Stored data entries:
· · · · · · ·
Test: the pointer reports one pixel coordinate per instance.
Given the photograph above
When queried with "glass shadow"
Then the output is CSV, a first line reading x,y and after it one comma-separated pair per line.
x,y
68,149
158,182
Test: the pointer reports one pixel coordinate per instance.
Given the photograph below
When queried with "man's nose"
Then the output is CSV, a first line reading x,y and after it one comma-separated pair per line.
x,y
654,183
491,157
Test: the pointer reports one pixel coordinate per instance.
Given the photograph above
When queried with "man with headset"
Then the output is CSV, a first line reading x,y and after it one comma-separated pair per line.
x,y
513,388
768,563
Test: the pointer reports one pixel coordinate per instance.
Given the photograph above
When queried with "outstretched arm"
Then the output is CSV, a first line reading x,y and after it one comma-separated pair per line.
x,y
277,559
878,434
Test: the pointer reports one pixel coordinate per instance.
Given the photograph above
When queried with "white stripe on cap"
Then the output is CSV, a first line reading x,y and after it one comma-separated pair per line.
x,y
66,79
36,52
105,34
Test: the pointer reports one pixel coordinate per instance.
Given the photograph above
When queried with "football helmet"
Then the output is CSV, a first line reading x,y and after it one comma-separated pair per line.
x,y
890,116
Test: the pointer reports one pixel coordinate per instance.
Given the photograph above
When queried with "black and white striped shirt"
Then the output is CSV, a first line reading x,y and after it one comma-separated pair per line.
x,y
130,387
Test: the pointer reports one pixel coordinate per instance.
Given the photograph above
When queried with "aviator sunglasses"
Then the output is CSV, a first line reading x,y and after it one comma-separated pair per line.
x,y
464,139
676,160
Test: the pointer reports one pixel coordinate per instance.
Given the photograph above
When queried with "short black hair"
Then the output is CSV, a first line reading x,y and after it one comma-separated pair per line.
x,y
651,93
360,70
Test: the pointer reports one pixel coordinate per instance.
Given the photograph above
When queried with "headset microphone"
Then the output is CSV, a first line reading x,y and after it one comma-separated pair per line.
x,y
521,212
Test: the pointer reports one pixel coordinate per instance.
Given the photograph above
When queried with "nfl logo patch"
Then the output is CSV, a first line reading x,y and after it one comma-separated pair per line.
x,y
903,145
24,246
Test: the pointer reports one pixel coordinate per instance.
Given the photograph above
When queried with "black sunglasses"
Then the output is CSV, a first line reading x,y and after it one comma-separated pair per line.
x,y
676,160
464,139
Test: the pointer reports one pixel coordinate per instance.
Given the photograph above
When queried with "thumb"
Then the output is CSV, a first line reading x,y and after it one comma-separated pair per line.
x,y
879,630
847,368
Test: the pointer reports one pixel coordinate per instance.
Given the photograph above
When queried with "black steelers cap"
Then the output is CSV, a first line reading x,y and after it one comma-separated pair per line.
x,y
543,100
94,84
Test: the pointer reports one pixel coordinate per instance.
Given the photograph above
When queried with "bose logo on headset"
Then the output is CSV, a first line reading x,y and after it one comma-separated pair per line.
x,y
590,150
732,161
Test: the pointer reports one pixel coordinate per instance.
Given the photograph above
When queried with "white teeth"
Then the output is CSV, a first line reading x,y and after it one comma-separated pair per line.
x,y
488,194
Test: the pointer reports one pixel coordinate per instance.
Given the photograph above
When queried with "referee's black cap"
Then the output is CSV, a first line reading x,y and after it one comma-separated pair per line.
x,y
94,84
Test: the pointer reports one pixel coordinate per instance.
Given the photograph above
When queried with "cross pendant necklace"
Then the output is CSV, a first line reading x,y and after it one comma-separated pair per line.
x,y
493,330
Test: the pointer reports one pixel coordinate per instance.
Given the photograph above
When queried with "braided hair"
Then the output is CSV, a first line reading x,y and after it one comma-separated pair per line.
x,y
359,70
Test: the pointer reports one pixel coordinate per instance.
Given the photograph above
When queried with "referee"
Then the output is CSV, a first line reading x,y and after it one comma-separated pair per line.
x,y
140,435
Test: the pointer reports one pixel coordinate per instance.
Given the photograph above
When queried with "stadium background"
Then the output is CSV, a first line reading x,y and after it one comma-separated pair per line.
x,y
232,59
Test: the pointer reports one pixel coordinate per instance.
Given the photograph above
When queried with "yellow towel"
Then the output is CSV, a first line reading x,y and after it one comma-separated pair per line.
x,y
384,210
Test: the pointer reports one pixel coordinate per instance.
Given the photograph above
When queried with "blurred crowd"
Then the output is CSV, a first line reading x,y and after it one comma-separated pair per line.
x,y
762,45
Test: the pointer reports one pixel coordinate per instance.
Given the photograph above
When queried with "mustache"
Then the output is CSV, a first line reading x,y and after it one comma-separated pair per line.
· · · · · · ·
### Work to be completed:
Each line above that contains the string "headset" should be copied.

### Expected answer:
When queried with "man with headset"
When queried with "headset microphone"
When queried with "bose logo on headset"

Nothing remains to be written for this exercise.